[Start Data in this exercise]

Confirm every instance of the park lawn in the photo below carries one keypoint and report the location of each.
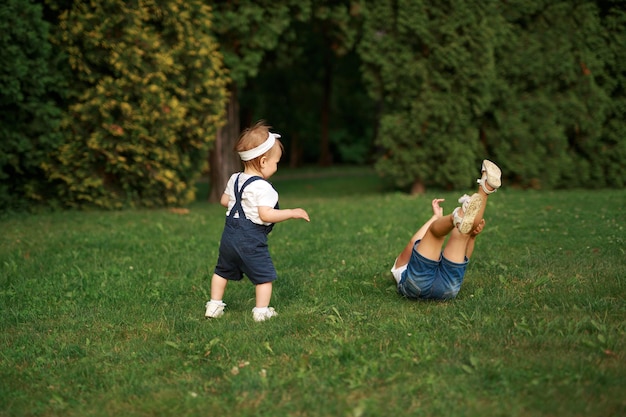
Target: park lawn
(102, 312)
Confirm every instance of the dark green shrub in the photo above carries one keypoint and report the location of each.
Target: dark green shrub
(29, 115)
(147, 99)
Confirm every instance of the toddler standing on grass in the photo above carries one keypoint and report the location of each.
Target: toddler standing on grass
(253, 209)
(423, 270)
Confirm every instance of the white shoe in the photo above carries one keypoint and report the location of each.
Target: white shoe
(263, 314)
(214, 309)
(490, 174)
(471, 207)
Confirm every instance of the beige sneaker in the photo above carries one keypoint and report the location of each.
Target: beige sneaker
(470, 206)
(490, 175)
(263, 314)
(214, 309)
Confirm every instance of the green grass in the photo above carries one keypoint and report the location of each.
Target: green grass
(102, 312)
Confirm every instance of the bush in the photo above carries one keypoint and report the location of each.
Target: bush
(29, 115)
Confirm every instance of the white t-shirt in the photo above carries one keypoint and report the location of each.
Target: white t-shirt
(257, 193)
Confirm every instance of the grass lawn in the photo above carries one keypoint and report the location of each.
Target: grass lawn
(102, 312)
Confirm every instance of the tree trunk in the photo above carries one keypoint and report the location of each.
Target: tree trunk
(223, 160)
(325, 156)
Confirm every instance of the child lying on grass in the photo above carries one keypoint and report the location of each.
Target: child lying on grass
(423, 270)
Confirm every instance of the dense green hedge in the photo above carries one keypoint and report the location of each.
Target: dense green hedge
(30, 88)
(147, 98)
(537, 85)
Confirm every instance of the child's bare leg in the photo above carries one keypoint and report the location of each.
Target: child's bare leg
(405, 255)
(431, 244)
(461, 246)
(218, 286)
(263, 294)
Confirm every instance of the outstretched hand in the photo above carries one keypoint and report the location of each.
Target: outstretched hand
(437, 209)
(300, 214)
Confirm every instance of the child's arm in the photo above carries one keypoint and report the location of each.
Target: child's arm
(271, 215)
(224, 200)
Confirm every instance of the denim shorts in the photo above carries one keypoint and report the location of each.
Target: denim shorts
(425, 278)
(244, 250)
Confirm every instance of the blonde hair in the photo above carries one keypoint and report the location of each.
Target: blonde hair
(252, 137)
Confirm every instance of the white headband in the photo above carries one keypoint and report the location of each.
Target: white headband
(261, 149)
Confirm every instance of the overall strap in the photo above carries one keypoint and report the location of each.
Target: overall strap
(237, 208)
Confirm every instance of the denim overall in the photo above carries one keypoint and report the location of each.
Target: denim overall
(243, 247)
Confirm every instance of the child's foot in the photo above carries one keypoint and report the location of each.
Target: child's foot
(214, 309)
(264, 313)
(490, 180)
(470, 207)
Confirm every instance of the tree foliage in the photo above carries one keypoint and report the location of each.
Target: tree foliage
(431, 65)
(147, 98)
(30, 87)
(554, 95)
(536, 85)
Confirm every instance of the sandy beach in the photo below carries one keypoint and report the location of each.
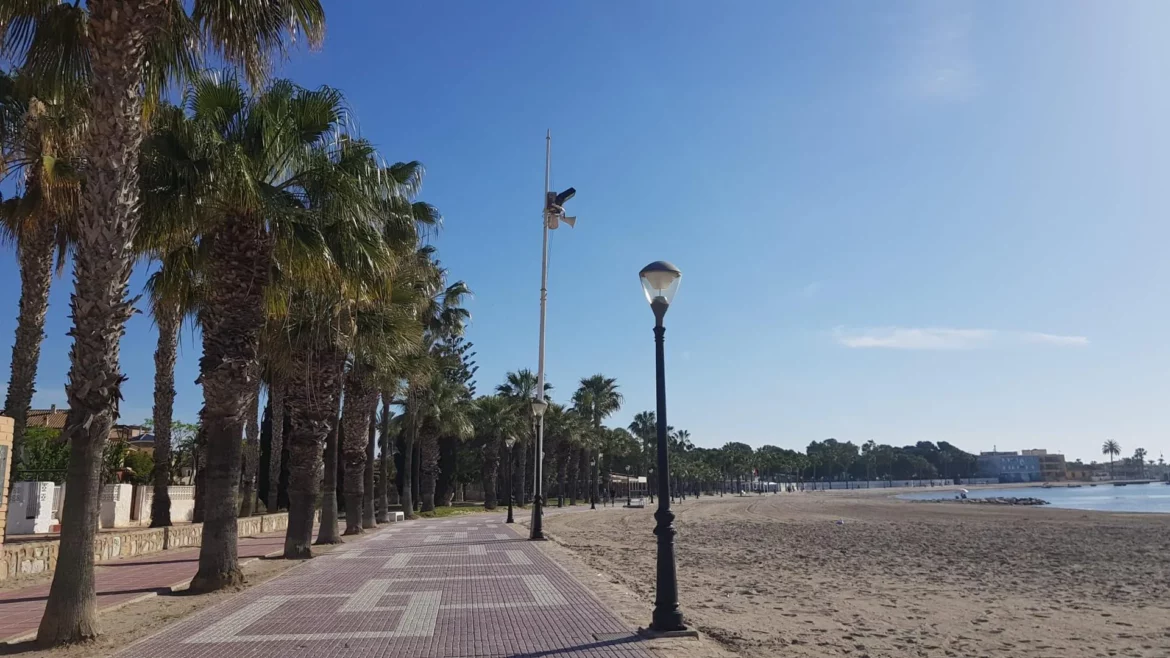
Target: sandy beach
(865, 575)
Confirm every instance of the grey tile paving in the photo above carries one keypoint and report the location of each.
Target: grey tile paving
(422, 589)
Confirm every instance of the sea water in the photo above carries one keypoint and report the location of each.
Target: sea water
(1103, 497)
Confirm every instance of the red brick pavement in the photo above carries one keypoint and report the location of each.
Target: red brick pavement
(121, 581)
(456, 588)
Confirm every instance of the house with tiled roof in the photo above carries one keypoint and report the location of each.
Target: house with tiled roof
(55, 419)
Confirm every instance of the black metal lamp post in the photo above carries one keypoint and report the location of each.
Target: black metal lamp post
(509, 441)
(592, 486)
(537, 527)
(660, 281)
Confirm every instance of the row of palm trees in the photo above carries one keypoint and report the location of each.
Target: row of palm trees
(270, 224)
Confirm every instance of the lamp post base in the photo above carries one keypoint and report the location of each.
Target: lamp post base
(537, 530)
(651, 633)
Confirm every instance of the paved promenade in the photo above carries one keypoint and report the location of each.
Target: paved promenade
(119, 582)
(466, 587)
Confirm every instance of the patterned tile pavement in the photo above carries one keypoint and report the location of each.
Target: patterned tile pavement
(119, 582)
(445, 589)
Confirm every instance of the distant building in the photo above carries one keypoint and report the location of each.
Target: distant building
(1010, 466)
(1052, 466)
(55, 419)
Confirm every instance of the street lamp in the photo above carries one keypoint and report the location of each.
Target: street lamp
(592, 488)
(660, 282)
(509, 441)
(537, 527)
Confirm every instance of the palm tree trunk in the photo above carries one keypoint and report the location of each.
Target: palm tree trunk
(575, 471)
(250, 456)
(407, 500)
(360, 401)
(584, 473)
(520, 454)
(276, 443)
(382, 492)
(367, 514)
(167, 320)
(490, 470)
(311, 393)
(35, 253)
(415, 478)
(102, 264)
(327, 533)
(428, 467)
(238, 274)
(200, 460)
(562, 471)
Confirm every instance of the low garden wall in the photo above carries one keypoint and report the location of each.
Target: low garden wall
(39, 556)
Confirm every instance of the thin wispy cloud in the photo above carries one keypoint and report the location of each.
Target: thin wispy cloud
(942, 338)
(941, 63)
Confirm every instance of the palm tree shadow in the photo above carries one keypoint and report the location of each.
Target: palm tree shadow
(616, 643)
(19, 648)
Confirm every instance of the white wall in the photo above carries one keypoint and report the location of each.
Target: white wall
(116, 500)
(31, 508)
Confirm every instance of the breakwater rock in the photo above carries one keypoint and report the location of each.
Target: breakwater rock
(997, 500)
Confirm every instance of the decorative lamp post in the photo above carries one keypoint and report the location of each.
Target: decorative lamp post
(592, 486)
(660, 282)
(537, 527)
(509, 441)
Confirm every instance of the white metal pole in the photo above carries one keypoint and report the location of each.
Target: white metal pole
(537, 484)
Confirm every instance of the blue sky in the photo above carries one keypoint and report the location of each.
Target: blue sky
(899, 220)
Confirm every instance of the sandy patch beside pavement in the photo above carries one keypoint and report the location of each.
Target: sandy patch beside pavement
(780, 575)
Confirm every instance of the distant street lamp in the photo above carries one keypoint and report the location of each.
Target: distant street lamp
(660, 282)
(509, 441)
(537, 527)
(592, 487)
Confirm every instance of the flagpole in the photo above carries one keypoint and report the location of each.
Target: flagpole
(537, 526)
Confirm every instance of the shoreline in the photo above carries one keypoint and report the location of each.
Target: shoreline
(855, 573)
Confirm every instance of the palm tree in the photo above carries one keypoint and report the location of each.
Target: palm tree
(36, 143)
(121, 57)
(253, 165)
(1140, 459)
(563, 430)
(520, 389)
(115, 53)
(597, 398)
(1113, 449)
(447, 413)
(173, 292)
(494, 420)
(385, 447)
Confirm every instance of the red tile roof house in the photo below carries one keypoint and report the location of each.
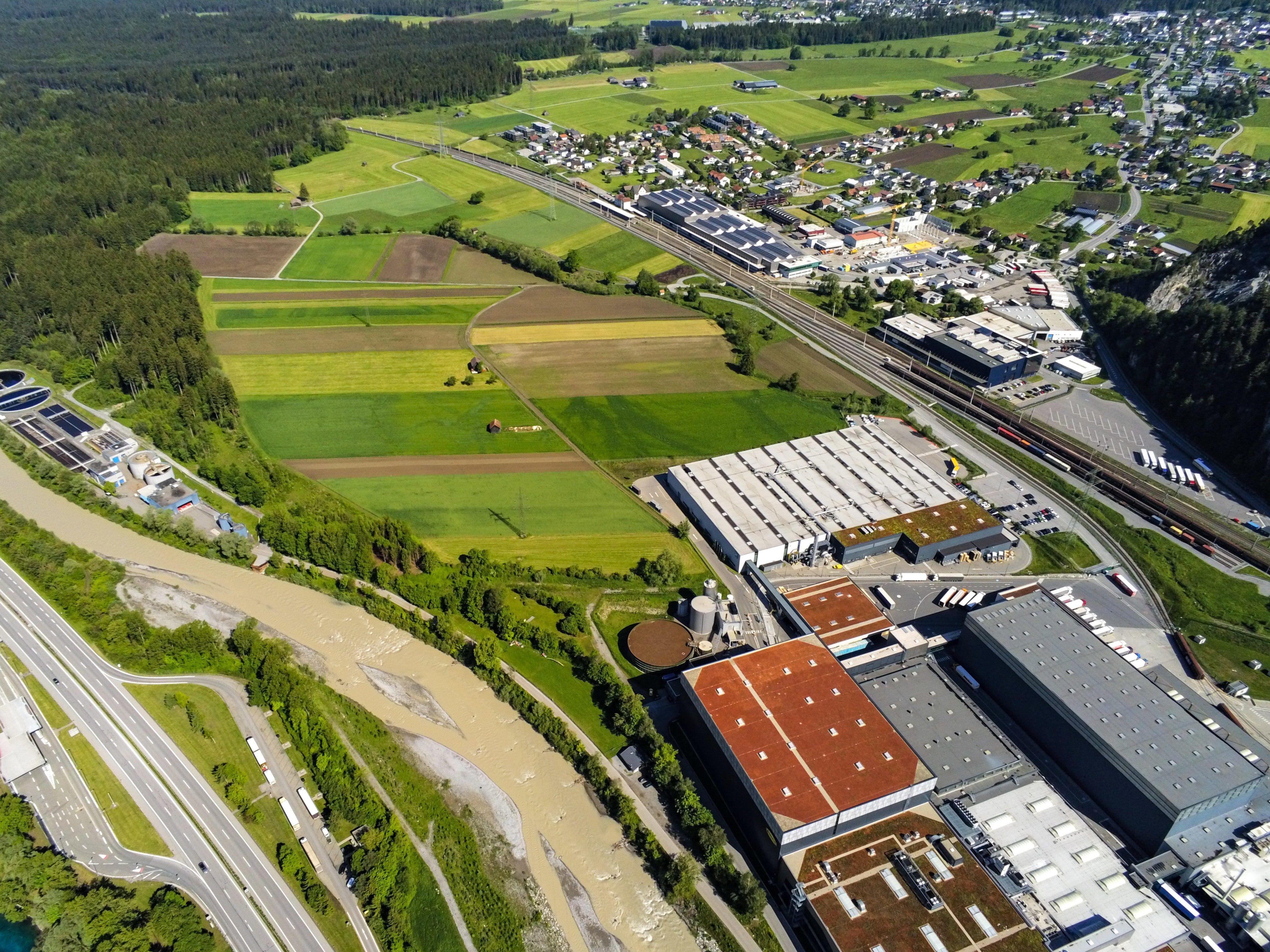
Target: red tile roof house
(796, 749)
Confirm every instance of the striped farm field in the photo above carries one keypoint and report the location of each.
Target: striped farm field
(595, 331)
(362, 372)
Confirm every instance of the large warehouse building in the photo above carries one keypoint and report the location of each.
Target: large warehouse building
(727, 233)
(812, 756)
(855, 489)
(1150, 761)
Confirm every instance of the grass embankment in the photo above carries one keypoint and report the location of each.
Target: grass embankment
(130, 824)
(1061, 553)
(1231, 614)
(219, 743)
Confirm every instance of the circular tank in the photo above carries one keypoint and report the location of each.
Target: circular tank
(140, 462)
(702, 615)
(158, 473)
(658, 645)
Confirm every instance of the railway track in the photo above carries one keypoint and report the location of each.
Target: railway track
(1105, 475)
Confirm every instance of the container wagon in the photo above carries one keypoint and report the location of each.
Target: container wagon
(291, 814)
(312, 853)
(1123, 584)
(308, 803)
(967, 677)
(1185, 906)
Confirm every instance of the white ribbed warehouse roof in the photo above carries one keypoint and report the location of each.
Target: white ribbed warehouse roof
(761, 505)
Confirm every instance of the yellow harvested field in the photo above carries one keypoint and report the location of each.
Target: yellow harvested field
(595, 331)
(362, 372)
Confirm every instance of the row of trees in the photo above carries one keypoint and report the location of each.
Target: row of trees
(774, 36)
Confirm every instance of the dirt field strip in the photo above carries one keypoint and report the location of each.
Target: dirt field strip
(417, 259)
(553, 305)
(469, 465)
(229, 256)
(337, 341)
(596, 331)
(227, 298)
(384, 258)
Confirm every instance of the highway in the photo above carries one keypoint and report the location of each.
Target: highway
(241, 885)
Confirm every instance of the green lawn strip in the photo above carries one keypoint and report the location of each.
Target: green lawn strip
(487, 913)
(1060, 553)
(349, 257)
(390, 425)
(554, 678)
(122, 813)
(350, 314)
(54, 714)
(686, 425)
(224, 743)
(577, 503)
(1201, 600)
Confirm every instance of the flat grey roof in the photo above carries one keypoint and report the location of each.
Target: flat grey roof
(954, 743)
(1161, 746)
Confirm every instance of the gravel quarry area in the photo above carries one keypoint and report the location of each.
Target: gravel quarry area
(549, 795)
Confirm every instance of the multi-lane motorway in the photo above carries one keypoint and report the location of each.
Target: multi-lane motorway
(241, 889)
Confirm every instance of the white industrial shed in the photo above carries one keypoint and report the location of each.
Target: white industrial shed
(765, 505)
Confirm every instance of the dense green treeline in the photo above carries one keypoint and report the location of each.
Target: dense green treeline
(41, 887)
(1205, 366)
(774, 36)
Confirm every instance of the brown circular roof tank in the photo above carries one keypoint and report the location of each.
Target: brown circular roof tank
(659, 644)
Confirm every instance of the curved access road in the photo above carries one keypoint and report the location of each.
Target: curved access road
(241, 889)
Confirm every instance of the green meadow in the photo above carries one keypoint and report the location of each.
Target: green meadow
(393, 425)
(686, 425)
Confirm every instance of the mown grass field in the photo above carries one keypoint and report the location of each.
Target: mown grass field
(595, 331)
(556, 680)
(122, 813)
(686, 425)
(1024, 211)
(342, 173)
(233, 210)
(346, 314)
(338, 257)
(579, 503)
(393, 425)
(362, 372)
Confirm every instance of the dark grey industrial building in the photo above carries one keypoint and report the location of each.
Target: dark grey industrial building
(1155, 765)
(956, 742)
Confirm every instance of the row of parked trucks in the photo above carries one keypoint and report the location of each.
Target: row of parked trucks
(287, 810)
(1175, 471)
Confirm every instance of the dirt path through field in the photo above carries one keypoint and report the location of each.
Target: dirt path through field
(550, 796)
(463, 465)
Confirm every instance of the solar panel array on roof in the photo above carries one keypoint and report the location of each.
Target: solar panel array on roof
(710, 224)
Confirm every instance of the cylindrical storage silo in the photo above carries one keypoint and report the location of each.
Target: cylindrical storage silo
(702, 615)
(158, 473)
(140, 462)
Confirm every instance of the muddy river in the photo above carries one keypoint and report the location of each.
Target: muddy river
(472, 723)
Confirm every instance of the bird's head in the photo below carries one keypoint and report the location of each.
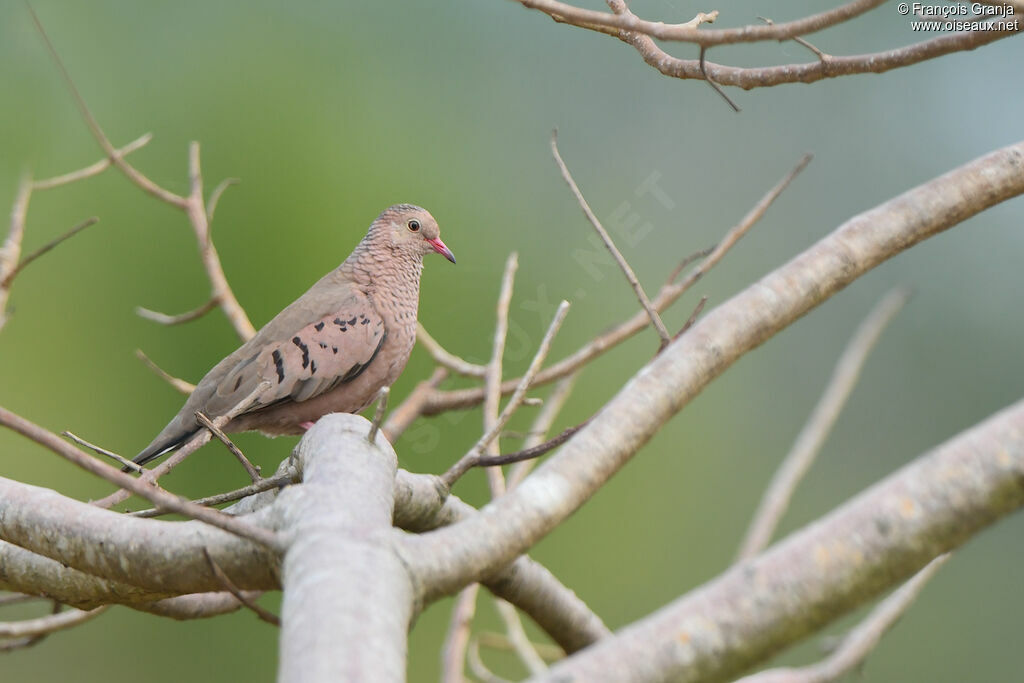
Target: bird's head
(412, 228)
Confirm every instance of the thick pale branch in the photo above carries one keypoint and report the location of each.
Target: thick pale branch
(449, 558)
(881, 537)
(436, 401)
(812, 436)
(685, 33)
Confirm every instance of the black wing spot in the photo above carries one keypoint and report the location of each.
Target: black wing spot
(357, 369)
(279, 364)
(305, 351)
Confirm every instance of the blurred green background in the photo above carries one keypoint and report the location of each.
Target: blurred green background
(330, 112)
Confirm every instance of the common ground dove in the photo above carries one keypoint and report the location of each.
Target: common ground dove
(331, 350)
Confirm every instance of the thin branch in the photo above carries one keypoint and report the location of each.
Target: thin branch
(260, 611)
(812, 436)
(655, 319)
(467, 461)
(454, 650)
(379, 415)
(275, 481)
(116, 158)
(46, 248)
(861, 640)
(542, 423)
(124, 462)
(94, 169)
(158, 497)
(179, 385)
(186, 316)
(195, 443)
(411, 409)
(34, 628)
(252, 470)
(211, 205)
(690, 34)
(531, 453)
(517, 636)
(444, 358)
(439, 401)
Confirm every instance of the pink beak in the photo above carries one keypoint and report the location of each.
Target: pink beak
(441, 249)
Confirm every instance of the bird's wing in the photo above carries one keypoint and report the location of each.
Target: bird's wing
(303, 363)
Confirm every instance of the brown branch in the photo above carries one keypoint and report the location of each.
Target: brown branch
(124, 462)
(186, 316)
(437, 401)
(812, 436)
(467, 461)
(531, 453)
(545, 418)
(211, 205)
(252, 470)
(631, 276)
(833, 67)
(859, 642)
(190, 446)
(278, 480)
(444, 358)
(690, 34)
(34, 628)
(261, 612)
(411, 409)
(379, 415)
(178, 384)
(158, 497)
(94, 169)
(8, 278)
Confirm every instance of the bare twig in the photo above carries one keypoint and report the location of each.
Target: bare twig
(179, 385)
(409, 410)
(186, 316)
(714, 86)
(252, 470)
(103, 452)
(454, 650)
(542, 423)
(861, 640)
(33, 628)
(812, 436)
(531, 453)
(467, 461)
(94, 169)
(655, 319)
(689, 32)
(211, 205)
(46, 248)
(379, 415)
(260, 611)
(478, 668)
(158, 497)
(282, 479)
(439, 401)
(517, 636)
(444, 358)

[End Data in this exercise]

(Your instructions)
Keep only the lines from the one containing "Confirm every instance of the brown branch" to the end of the entries, and repeat them exactly.

(Solution to the problem)
Confirm every instance of the brown branch in the photo above carries one keypoint and report the location of each.
Target: brown branch
(124, 462)
(186, 316)
(437, 401)
(812, 436)
(467, 461)
(531, 453)
(545, 418)
(211, 205)
(252, 470)
(631, 276)
(833, 67)
(859, 642)
(190, 446)
(278, 480)
(444, 358)
(690, 34)
(34, 628)
(261, 612)
(411, 409)
(379, 415)
(178, 384)
(158, 497)
(94, 169)
(8, 278)
Confirm every instance of the bare twig in the photo above carries one keypoint and report the location of each.
Target: bare twig
(179, 385)
(409, 410)
(186, 316)
(714, 86)
(252, 470)
(103, 452)
(454, 650)
(542, 423)
(861, 640)
(33, 628)
(812, 436)
(531, 453)
(467, 461)
(94, 169)
(655, 319)
(689, 32)
(211, 205)
(46, 248)
(379, 415)
(260, 611)
(478, 668)
(158, 497)
(282, 479)
(439, 401)
(517, 636)
(444, 358)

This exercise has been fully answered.